**To be done:**
Count how many of the rows below contain the string "Target", and reply with the number alone.

**Data:**

• • • • • • •

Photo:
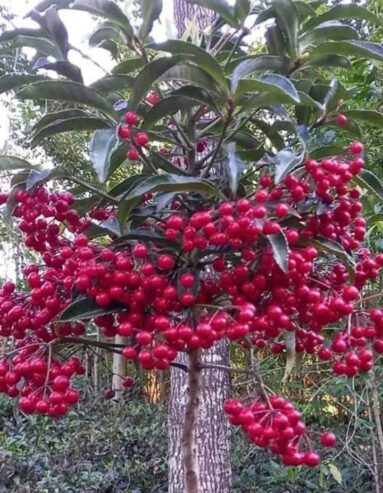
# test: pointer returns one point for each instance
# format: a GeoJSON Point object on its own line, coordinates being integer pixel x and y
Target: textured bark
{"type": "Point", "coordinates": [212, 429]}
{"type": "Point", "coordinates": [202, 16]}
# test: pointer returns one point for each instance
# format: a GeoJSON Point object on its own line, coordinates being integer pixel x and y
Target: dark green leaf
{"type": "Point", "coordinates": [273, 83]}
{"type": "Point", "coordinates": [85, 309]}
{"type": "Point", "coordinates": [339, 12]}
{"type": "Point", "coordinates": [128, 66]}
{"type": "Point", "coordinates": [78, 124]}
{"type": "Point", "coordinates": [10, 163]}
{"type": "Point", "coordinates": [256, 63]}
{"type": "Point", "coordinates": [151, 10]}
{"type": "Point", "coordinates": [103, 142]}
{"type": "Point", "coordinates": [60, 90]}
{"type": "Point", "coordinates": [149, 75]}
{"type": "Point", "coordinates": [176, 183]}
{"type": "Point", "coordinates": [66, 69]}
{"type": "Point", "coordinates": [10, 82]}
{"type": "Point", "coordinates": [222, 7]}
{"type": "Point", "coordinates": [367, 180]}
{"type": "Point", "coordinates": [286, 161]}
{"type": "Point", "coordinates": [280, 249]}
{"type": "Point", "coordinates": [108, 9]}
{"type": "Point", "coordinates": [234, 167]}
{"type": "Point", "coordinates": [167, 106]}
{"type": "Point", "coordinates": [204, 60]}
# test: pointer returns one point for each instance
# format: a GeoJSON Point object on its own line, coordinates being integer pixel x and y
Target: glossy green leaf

• • • • • • •

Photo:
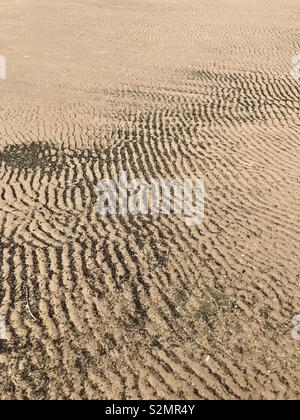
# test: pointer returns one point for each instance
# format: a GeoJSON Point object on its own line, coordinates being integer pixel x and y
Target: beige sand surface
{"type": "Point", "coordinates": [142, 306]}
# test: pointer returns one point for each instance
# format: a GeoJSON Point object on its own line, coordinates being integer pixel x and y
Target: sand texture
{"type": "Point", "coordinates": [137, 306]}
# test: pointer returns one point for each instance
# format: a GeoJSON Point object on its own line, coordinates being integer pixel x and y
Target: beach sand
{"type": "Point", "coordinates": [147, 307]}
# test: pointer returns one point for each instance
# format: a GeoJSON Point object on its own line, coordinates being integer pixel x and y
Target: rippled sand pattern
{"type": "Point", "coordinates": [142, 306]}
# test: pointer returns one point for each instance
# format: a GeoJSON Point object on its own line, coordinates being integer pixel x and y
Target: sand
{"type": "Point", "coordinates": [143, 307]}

• • • • • • •

**Written answer:**
8